=== PROBLEM ===
Your task is to retype all of the records below with complete accuracy.

--- DATASET RECORDS Enclosed Below ---

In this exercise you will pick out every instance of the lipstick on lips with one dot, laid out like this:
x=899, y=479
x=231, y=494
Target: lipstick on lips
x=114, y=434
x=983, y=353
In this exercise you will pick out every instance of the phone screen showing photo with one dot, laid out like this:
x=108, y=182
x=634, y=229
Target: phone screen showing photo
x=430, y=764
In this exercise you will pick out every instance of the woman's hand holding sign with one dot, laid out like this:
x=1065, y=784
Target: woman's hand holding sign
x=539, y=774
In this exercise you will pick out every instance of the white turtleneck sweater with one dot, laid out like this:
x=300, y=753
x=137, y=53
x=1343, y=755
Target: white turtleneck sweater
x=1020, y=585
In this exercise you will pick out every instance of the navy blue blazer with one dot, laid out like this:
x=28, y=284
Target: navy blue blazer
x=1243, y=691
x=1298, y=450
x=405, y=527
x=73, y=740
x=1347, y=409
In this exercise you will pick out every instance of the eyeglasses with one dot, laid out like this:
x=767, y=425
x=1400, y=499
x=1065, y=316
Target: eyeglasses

--- End of Enclosed DATASET RECORDS ---

=== TASK OUTPUT ===
In this exercise you will pick out every instance of the lipstick on lips with one dot, laid out like this:
x=899, y=479
x=231, y=494
Target: lipstick on lips
x=114, y=434
x=983, y=353
In this exercise you will pick out every instance of the phone screen showing photo with one dot, laid out like this:
x=108, y=182
x=634, y=229
Target: phone screen showing photo
x=430, y=764
In this exercise you will pick out every instance of the woman's hand holding sign with one dot, laid out like this:
x=1065, y=784
Target: woman's hand holding sign
x=539, y=774
In this exercise you will pick out every instance of the white turtleneck sweater with one dot, laid out like this:
x=300, y=753
x=137, y=53
x=1343, y=755
Target: white turtleneck sweater
x=1020, y=585
In this exercise you will pick out every instance of the navy blue blazer with one dot, laid out like this:
x=28, y=284
Target: navy blue blazer
x=1243, y=691
x=1298, y=450
x=405, y=527
x=73, y=740
x=1347, y=409
In this exercise you will pick out every instance of the eyeglasses with one dot, laid out like this:
x=767, y=425
x=1400, y=499
x=1065, y=316
Target: eyeglasses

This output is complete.